Put each line of the rows below into a Markdown table with the columns "No." and "Line," numbering the lines in order and skipping blank ones. Leave the pictures out.

■ **Rows for bounding box labeling**

⁂

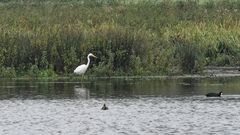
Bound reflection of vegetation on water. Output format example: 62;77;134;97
0;77;240;100
0;0;240;77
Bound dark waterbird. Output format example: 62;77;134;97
102;104;108;110
206;92;222;97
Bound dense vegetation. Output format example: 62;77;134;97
0;0;240;77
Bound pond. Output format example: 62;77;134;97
0;77;240;135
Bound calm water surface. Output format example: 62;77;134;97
0;77;240;135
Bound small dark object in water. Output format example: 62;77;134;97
206;92;222;97
102;104;108;110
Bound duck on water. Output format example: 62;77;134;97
206;91;222;97
102;104;108;110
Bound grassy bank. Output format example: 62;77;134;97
0;0;240;77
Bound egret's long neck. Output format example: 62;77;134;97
87;56;90;67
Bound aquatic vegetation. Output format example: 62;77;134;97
0;0;240;76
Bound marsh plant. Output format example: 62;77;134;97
0;0;240;77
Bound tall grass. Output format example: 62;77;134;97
0;0;240;77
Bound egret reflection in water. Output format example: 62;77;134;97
74;85;90;99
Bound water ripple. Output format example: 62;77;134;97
0;96;240;135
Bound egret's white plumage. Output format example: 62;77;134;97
74;53;97;75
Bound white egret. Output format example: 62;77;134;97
74;53;97;75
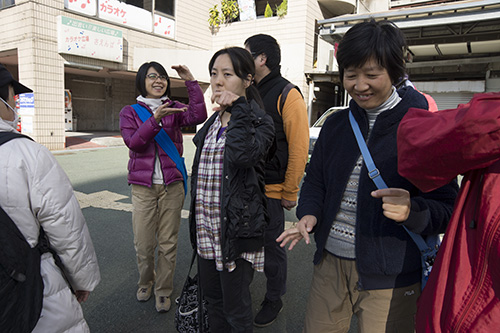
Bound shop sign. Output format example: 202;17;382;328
64;0;97;16
238;0;257;21
99;0;153;32
14;93;35;134
57;16;123;62
154;14;175;38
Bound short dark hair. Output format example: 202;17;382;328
208;46;264;109
0;83;11;101
135;61;170;97
245;34;281;70
337;19;406;84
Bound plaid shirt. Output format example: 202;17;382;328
195;117;264;272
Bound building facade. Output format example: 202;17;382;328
0;0;348;150
307;0;500;120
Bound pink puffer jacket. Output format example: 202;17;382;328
120;81;207;187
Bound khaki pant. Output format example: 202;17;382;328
132;182;184;297
304;252;420;333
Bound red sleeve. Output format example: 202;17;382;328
398;93;500;192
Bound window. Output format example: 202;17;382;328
0;0;16;9
155;0;175;16
255;0;284;16
122;0;144;8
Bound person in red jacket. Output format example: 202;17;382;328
398;93;500;333
120;61;207;312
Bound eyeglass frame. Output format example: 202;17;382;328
146;73;168;82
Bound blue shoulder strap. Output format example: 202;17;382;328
349;110;429;254
132;104;188;196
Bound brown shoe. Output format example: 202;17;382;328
137;286;153;302
156;296;170;312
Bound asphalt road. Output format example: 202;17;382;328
54;136;332;333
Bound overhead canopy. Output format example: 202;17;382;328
318;0;500;80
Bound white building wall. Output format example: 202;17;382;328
0;0;324;150
213;0;323;100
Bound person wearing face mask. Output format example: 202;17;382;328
0;65;100;332
189;47;274;332
120;61;207;312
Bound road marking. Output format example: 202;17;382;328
75;190;296;229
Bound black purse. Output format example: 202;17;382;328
175;249;210;333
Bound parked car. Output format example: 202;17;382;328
307;106;347;163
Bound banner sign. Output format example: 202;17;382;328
57;16;123;62
99;0;153;32
154;14;175;38
64;0;97;16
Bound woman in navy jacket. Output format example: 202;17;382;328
278;21;457;333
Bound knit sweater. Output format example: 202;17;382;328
297;88;458;290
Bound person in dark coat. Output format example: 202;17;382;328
277;21;458;333
190;47;274;332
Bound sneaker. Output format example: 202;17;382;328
156;296;170;312
137;286;153;302
253;298;283;327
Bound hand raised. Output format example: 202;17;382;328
211;90;240;111
172;65;194;81
154;104;187;123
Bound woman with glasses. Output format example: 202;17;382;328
120;62;207;312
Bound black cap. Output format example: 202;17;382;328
0;64;33;95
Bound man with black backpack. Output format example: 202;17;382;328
0;65;100;333
245;34;309;327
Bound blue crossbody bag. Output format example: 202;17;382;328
349;110;441;289
132;104;187;196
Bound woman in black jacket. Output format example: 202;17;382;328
190;47;274;332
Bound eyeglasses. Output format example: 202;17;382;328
147;73;168;81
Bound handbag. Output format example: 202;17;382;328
175;249;210;333
349;110;441;289
132;104;188;196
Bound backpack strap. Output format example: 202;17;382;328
0;132;33;146
278;82;302;115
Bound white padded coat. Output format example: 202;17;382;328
0;119;100;333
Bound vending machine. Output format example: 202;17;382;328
64;89;76;131
14;93;35;135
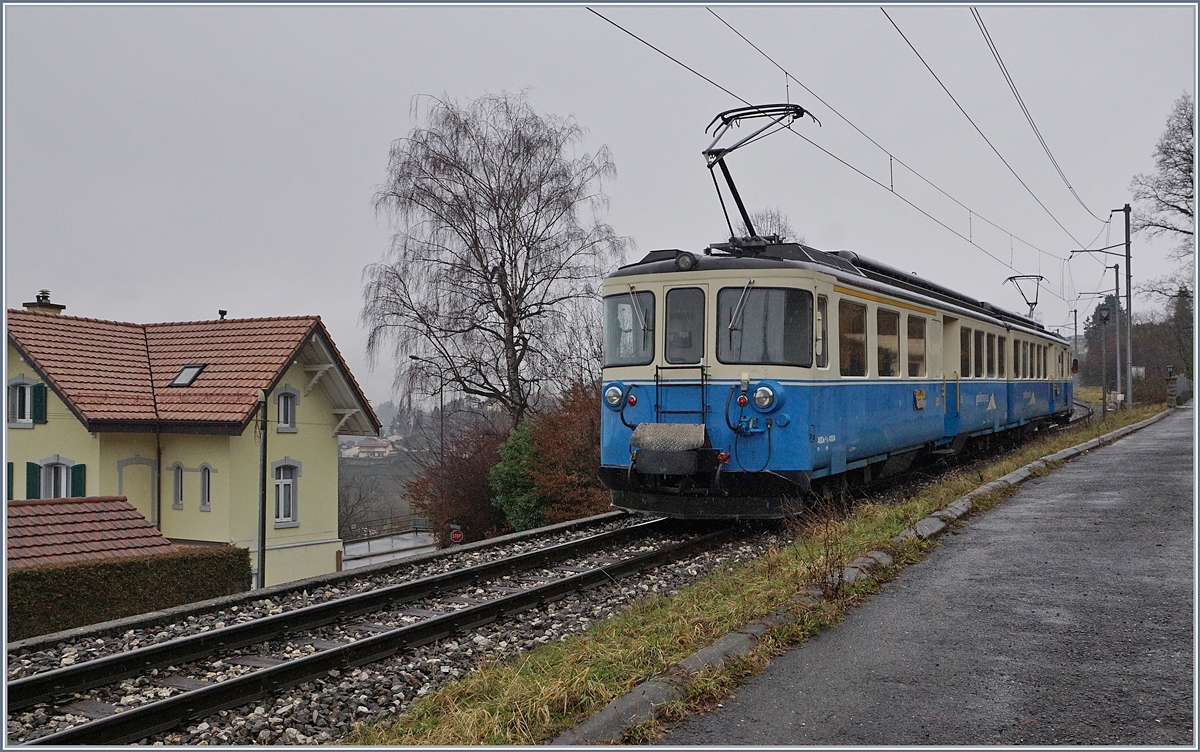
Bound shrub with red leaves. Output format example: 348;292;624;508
529;383;611;523
404;421;510;548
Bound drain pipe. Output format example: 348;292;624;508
258;389;266;588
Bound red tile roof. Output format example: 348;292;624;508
8;309;379;433
7;497;175;568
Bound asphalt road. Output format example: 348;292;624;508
659;409;1196;746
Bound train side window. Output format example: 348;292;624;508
875;308;900;377
816;295;829;368
976;329;984;379
716;284;812;368
908;315;925;377
665;287;704;363
959;326;971;379
604;291;654;367
838;300;866;375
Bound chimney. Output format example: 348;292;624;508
22;290;66;315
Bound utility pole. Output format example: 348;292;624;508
1068;204;1133;410
258;389;266;589
1112;204;1133;410
1112;264;1121;409
1070;308;1079;387
1096;303;1109;419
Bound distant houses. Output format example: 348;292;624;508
6;291;380;584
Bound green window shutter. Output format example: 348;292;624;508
25;462;42;499
30;384;46;423
71;465;88;499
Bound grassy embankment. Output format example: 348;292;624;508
344;405;1163;745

⁂

■ **OUTPUT FOR THIS TASK**
| No. | Line |
|---|---|
| 1 | Bound reflection of vegetation on water. Output format example: 62;77;134;97 |
| 2 | 0;77;240;100 |
| 3 | 0;0;240;77 |
| 4 | Bound dark waterbird. Output format example: 62;77;134;97 |
| 5 | 102;104;108;110 |
| 6 | 206;92;222;97 |
| 7 | Bound dense vegetation. Output format example: 62;77;134;97 |
| 8 | 0;0;240;77 |
| 9 | Bound pond. Output format example: 62;77;134;97 |
| 10 | 0;77;240;135 |
| 11 | Bound calm water surface. Output format example: 62;77;134;97 |
| 12 | 0;77;240;135 |
| 13 | Bound small dark object in water. Output format example: 62;77;134;97 |
| 14 | 206;92;222;97 |
| 15 | 102;104;108;110 |
| 16 | Bound duck on water. Output format example: 62;77;134;97 |
| 17 | 206;91;222;97 |
| 18 | 102;104;108;110 |
| 19 | Bound grassy bank. Output format example: 62;77;134;97 |
| 20 | 0;0;240;77 |
| 21 | Bound egret's long neck. Output format example: 62;77;134;97 |
| 22 | 87;56;90;67 |
| 23 | Bound aquatic vegetation. Output format example: 62;77;134;97 |
| 24 | 0;0;240;76 |
| 25 | Bound marsh plant. Output format example: 62;77;134;97 |
| 26 | 0;0;240;77 |
| 27 | Bound tall grass. Output format example: 62;77;134;97 |
| 28 | 0;0;240;77 |
| 29 | Bound egret reflection in water. Output format example: 62;77;134;97 |
| 30 | 74;85;90;99 |
| 31 | Bound water ripple. Output format example: 62;77;134;97 |
| 32 | 0;96;240;135 |
| 33 | Bound egret's white plumage. Output format example: 62;77;134;97 |
| 34 | 74;53;97;75 |
| 35 | Bound white egret. Output format example: 62;77;134;97 |
| 36 | 74;53;97;75 |
| 37 | Bound shop sign. Output format example: 202;17;382;328 |
| 38 | 64;0;97;16 |
| 39 | 238;0;257;21 |
| 40 | 99;0;153;32 |
| 41 | 14;93;35;134 |
| 42 | 57;16;123;62 |
| 43 | 154;14;175;38 |
| 44 | Bound short dark hair. Output format example: 202;17;382;328 |
| 45 | 208;46;264;109 |
| 46 | 0;83;11;101 |
| 47 | 135;61;170;97 |
| 48 | 245;34;281;70 |
| 49 | 337;19;406;84 |
| 50 | Bound plaid shirt. Output format example: 202;17;382;328 |
| 51 | 195;117;264;272 |
| 52 | Bound building facade. Output format example: 202;17;382;328 |
| 53 | 0;0;348;150 |
| 54 | 307;0;500;120 |
| 55 | Bound pink puffer jacket. Output format example: 202;17;382;328 |
| 56 | 120;81;207;187 |
| 57 | Bound khaki pant. Output format example: 202;17;382;328 |
| 58 | 132;182;184;297 |
| 59 | 304;252;420;333 |
| 60 | Bound red sleeve. Output format example: 202;17;382;328 |
| 61 | 398;93;500;192 |
| 62 | Bound window. Output format example: 202;17;382;328 |
| 63 | 0;0;16;9 |
| 64 | 155;0;175;16 |
| 65 | 255;0;284;16 |
| 66 | 122;0;144;8 |
| 67 | Bound person in red jacket. Output format example: 202;17;382;328 |
| 68 | 398;93;500;333 |
| 69 | 120;61;207;312 |
| 70 | Bound eyeglass frame. Output format example: 202;17;382;328 |
| 71 | 146;73;168;82 |
| 72 | Bound blue shoulder strap. Output format example: 202;17;382;328 |
| 73 | 349;110;429;254 |
| 74 | 132;104;188;196 |
| 75 | Bound brown shoe. Output format example: 202;17;382;328 |
| 76 | 137;286;153;302 |
| 77 | 156;296;170;312 |
| 78 | Bound asphalt road. Output format example: 202;17;382;328 |
| 79 | 54;136;332;333 |
| 80 | Bound overhead canopy. Output format example: 202;17;382;328 |
| 81 | 318;0;500;80 |
| 82 | Bound white building wall. Output format example: 202;17;382;328 |
| 83 | 0;0;324;150 |
| 84 | 213;0;323;100 |
| 85 | Bound person wearing face mask. Output format example: 202;17;382;328 |
| 86 | 0;65;100;332 |
| 87 | 189;47;274;332 |
| 88 | 120;61;207;312 |
| 89 | Bound road marking. Output format example: 202;17;382;328 |
| 90 | 75;190;296;229 |
| 91 | Bound black purse. Output format example: 202;17;382;328 |
| 92 | 175;249;210;333 |
| 93 | Bound parked car. Output format example: 202;17;382;328 |
| 94 | 307;106;347;163 |
| 95 | Bound banner sign. Output format example: 202;17;382;328 |
| 96 | 57;16;123;62 |
| 97 | 99;0;153;32 |
| 98 | 154;14;175;38 |
| 99 | 64;0;97;16 |
| 100 | Bound woman in navy jacket. Output format example: 202;17;382;328 |
| 101 | 278;21;457;333 |
| 102 | Bound knit sweater. Output format example: 202;17;382;328 |
| 103 | 297;88;458;290 |
| 104 | Bound person in dark coat. Output format example: 202;17;382;328 |
| 105 | 277;21;458;333 |
| 106 | 190;47;274;332 |
| 107 | Bound sneaker. Output format example: 202;17;382;328 |
| 108 | 156;296;170;312 |
| 109 | 137;286;153;302 |
| 110 | 253;298;283;327 |
| 111 | Bound hand raised. Output format example: 202;17;382;328 |
| 112 | 211;90;240;111 |
| 113 | 172;65;194;81 |
| 114 | 154;104;187;123 |
| 115 | Bound woman with glasses. Output format example: 202;17;382;328 |
| 116 | 120;62;207;312 |
| 117 | Bound black cap. Output format example: 202;17;382;328 |
| 118 | 0;64;33;95 |
| 119 | Bound man with black backpack. Output format example: 202;17;382;328 |
| 120 | 0;65;100;333 |
| 121 | 245;34;309;327 |
| 122 | Bound blue crossbody bag. Output format example: 202;17;382;328 |
| 123 | 349;110;441;289 |
| 124 | 132;104;187;196 |
| 125 | Bound woman in black jacket. Output format example: 202;17;382;328 |
| 126 | 190;47;274;332 |
| 127 | Bound eyeglasses. Output format example: 202;17;382;328 |
| 128 | 147;73;168;81 |
| 129 | Bound handbag. Output format example: 202;17;382;328 |
| 130 | 175;249;210;333 |
| 131 | 349;110;441;289 |
| 132 | 132;104;188;196 |
| 133 | Bound backpack strap. Output format example: 202;17;382;328 |
| 134 | 0;132;33;146 |
| 135 | 278;82;302;115 |
| 136 | Bound white padded coat. Output format example: 202;17;382;328 |
| 137 | 0;119;100;333 |
| 138 | Bound vending machine. Output format example: 202;17;382;328 |
| 139 | 64;89;76;131 |
| 140 | 14;93;35;135 |
| 141 | Bound shrub with red leaves. Output format example: 348;292;624;508 |
| 142 | 529;383;611;523 |
| 143 | 404;421;510;548 |
| 144 | Bound drain pipe. Output format example: 348;292;624;508 |
| 145 | 258;389;266;588 |
| 146 | Bound red tile roof. Output format example: 348;292;624;508 |
| 147 | 8;309;379;433 |
| 148 | 7;497;175;568 |
| 149 | Bound asphalt road. Output format example: 348;292;624;508 |
| 150 | 659;409;1196;746 |
| 151 | Bound train side window. Output format example: 348;292;624;508 |
| 152 | 875;308;900;377 |
| 153 | 816;295;829;368 |
| 154 | 976;329;984;379 |
| 155 | 716;284;812;368 |
| 156 | 908;315;925;377 |
| 157 | 665;287;704;363 |
| 158 | 959;326;971;379 |
| 159 | 604;291;654;367 |
| 160 | 838;300;866;375 |
| 161 | Bound chimney. Output format example: 348;292;624;508 |
| 162 | 22;290;66;315 |
| 163 | Bound utility pole. Output format example: 348;292;624;508 |
| 164 | 1068;204;1133;410 |
| 165 | 258;389;266;589 |
| 166 | 1112;204;1133;410 |
| 167 | 1112;264;1121;409 |
| 168 | 1070;308;1079;387 |
| 169 | 1096;303;1109;419 |
| 170 | Bound distant houses. Output format example: 348;292;624;508 |
| 171 | 6;291;380;584 |
| 172 | Bound green window shutter. Output format example: 348;292;624;508 |
| 173 | 25;462;42;499 |
| 174 | 30;384;46;423 |
| 175 | 71;465;88;499 |
| 176 | Bound grassy embankment. Output format example: 348;292;624;508 |
| 177 | 344;405;1163;745 |